_PROBLEM TO SOLVE_
Please count the lines in the point placement records below that contain the string "bumper", matching case exactly, and reply with the number alone.

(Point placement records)
----------------------------------------

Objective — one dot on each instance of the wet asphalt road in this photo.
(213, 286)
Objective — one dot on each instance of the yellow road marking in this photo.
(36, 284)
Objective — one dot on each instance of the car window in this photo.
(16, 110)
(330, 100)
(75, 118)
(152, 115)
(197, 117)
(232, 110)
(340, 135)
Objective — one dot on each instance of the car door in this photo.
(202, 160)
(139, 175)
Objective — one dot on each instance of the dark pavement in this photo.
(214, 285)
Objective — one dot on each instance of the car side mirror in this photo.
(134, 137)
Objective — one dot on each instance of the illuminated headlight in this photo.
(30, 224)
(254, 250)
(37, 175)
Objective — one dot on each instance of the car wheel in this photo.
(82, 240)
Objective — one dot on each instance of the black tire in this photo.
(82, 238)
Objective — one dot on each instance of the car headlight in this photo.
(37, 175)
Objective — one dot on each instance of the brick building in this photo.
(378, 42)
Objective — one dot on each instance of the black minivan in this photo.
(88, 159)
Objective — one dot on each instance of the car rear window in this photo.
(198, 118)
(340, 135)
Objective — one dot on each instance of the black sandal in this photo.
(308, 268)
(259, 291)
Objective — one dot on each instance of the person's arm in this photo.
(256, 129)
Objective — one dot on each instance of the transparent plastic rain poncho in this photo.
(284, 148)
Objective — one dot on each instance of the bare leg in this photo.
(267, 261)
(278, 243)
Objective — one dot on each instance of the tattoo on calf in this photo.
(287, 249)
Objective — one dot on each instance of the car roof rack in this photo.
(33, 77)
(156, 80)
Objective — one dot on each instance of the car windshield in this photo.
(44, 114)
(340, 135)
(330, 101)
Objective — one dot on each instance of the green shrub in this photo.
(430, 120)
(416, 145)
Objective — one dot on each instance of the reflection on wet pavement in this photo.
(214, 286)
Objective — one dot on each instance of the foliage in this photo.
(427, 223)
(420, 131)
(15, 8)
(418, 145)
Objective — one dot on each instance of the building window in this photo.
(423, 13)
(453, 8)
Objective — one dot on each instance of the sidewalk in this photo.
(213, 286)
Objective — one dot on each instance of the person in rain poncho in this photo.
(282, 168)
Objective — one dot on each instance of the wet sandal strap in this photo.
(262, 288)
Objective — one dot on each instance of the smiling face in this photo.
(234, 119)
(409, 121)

----------------------------------------

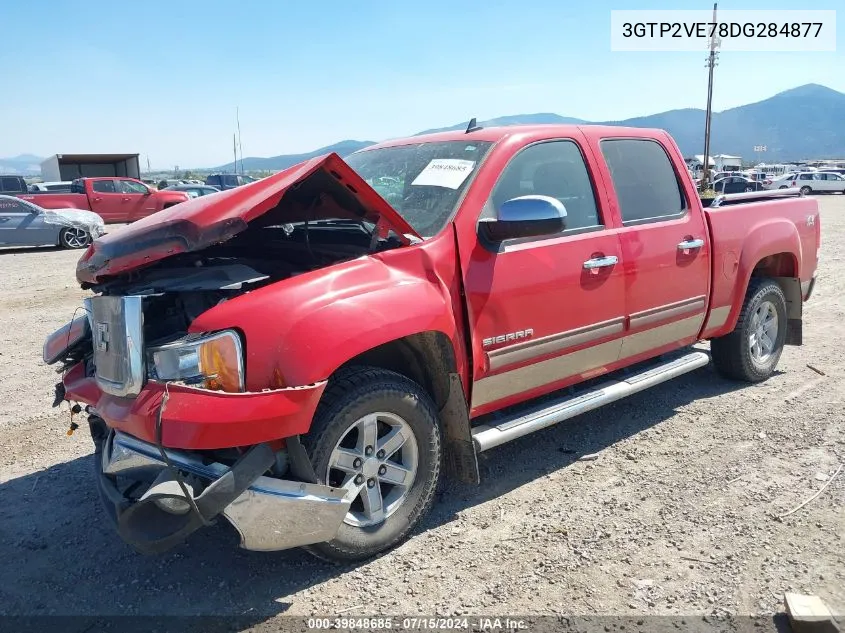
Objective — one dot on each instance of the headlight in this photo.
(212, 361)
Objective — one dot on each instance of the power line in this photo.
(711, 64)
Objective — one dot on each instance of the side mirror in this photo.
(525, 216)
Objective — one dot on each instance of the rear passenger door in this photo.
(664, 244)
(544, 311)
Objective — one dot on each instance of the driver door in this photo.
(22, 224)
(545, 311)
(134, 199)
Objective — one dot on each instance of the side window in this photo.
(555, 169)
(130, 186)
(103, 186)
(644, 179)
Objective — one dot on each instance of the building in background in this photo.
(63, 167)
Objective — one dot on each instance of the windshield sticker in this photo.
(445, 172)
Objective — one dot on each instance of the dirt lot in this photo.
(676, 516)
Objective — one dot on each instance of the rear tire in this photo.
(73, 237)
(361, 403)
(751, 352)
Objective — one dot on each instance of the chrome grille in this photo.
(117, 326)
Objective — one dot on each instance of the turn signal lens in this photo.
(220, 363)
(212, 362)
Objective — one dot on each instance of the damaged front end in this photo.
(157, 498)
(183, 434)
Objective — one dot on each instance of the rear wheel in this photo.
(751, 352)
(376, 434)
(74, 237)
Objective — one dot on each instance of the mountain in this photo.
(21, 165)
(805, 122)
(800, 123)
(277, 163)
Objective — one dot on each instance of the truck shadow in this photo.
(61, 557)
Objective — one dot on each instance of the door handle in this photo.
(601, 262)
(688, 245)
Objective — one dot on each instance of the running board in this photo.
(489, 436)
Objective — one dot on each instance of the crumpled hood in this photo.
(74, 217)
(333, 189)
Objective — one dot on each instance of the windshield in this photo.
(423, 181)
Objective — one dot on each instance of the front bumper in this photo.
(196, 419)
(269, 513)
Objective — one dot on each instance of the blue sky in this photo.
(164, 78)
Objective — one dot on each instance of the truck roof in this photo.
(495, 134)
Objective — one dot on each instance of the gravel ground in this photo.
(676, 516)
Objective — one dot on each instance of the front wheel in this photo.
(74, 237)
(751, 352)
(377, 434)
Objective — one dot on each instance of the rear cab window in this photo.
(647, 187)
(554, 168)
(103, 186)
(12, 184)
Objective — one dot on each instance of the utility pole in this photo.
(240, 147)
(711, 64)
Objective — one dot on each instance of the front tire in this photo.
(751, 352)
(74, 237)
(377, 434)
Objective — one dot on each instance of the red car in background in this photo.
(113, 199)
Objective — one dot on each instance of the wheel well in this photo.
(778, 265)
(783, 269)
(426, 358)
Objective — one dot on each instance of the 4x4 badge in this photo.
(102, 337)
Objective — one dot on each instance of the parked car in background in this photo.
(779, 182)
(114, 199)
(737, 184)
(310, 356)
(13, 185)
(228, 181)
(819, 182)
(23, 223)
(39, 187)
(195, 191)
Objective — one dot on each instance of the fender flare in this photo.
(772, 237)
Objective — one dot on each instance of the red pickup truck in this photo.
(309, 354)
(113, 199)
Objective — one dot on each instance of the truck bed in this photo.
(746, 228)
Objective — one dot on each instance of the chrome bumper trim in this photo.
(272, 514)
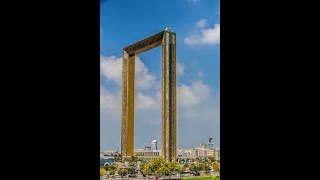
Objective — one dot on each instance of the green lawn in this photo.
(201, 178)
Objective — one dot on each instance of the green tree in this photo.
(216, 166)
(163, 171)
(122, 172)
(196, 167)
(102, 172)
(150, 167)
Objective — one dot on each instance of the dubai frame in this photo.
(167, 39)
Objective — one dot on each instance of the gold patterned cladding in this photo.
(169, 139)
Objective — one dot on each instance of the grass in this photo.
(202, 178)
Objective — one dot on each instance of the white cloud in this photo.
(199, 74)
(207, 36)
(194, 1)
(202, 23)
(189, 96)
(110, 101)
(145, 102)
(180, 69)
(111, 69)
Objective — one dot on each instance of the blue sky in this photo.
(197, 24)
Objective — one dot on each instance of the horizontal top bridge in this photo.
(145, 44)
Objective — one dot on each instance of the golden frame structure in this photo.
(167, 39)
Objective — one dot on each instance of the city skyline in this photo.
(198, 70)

----------------------------------------

_ANSWER FOR THIS EXERCISE_
2